Task requirements.
1 – In the cost-tracking text, recast the paragraph beginning "The calculated cost is accumulated" as a short list that keeps its main facts.
2 – According to the cost-tracking text, which hook does OpenClaw fire when an agent calls a language model?
3 – Copy the stretch of the cost-tracking text from "The calculated cost" through "and call count.".

Exercise text.
****************************************
Every time any agent on this gateway makes a call to a language model, OpenClaw fires the llm_output hook with the response's token counts. The plugin intercepts this event, looks up the model's pricing in its built-in pricing table, which covers Anthropic, OpenAI, Google, DeepSeek, Mistral, Meta, and local models like Ollama and LM Studio, and calculates the cost of that specific call by multiplying each token type (input, output, cache read, cache write) by its per-million-token rate.

The calculated cost is accumulated in an in-memory data structure that tracks each agent's total spend today, total spend this month, cost in the current rolling hour, a seven-day history of hourly costs, the number of LLM calls made, and the sizes of recent input token payloads. If the agent's call is associated with a specific session, the plugin also tracks per-session spend breakdowns including the session's total cost, total tokens by type, and call count.

After recording the cost, the plugin logs a line showing the agent's name, the cost of this individual call, the cumulative spend for today, and which provider and model were used. For example: [observeclaw] sales-agent | call: $0.1050 | today: $12.34 | anthropic/claude-sonnet-4-6. If the model is not in the pricing table and no custom pricing is configured, the plugin logs a warning with the raw token counts so the operator can add a pricing override.

The pricing table can be overridden via configuration. If you are using a custom model or a provider whose pricing differs from the defaults, you add an entry to the pricing config with the provider and model name as the key and the per-million-token costs as the value. Wildcard matching is supported, so you can set all Ollama models to zero cost with a single entry like "ollama/*".
****************************************
Record set.
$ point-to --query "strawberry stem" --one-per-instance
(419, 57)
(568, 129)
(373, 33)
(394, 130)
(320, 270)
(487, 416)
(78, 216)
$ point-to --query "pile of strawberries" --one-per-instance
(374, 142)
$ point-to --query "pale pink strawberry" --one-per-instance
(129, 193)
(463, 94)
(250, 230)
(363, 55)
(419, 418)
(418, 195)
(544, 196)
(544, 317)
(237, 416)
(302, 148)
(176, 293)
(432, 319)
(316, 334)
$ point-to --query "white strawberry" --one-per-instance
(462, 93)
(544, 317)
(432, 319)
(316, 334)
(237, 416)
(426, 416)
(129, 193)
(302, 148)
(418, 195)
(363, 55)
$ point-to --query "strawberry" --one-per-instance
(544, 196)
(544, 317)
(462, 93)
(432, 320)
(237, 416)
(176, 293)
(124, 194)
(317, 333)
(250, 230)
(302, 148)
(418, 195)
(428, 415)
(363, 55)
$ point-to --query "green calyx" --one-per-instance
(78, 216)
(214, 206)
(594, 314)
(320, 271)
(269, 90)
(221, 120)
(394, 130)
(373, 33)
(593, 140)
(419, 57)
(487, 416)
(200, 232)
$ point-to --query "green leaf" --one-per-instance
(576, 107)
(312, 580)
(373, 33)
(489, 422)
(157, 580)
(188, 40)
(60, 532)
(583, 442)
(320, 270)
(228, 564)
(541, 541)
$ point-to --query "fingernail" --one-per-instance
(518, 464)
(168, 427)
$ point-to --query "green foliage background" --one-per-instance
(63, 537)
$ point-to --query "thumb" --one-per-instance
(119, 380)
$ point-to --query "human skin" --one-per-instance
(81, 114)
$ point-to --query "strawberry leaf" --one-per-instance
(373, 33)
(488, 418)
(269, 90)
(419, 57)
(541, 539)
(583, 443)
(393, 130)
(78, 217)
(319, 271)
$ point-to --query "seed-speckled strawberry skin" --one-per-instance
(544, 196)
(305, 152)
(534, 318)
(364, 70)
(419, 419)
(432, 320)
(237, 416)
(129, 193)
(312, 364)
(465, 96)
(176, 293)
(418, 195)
****************************************
Solutions to each task.
1 –
- Each call's cost goes into an in-memory data structure.
- Per agent, it tracks:
  - total spend today
  - total spend this month
  - cost in the current rolling hour
  - a seven-day history of hourly costs
  - the number of LLM calls
  - the sizes of recent input token payloads
- For calls tied to a session, it also tracks that session's total cost, total tokens by type, and call count.

2 – The llm_output hook.

3 –
The calculated cost is accumulated in an in-memory data structure that tracks each agent's total spend today, total spend this month, cost in the current rolling hour, a seven-day history of hourly costs, the number of LLM calls made, and the sizes of recent input token payloads. If the agent's call is associated with a specific session, the plugin also tracks per-session spend breakdowns including the session's total cost, total tokens by type, and call count.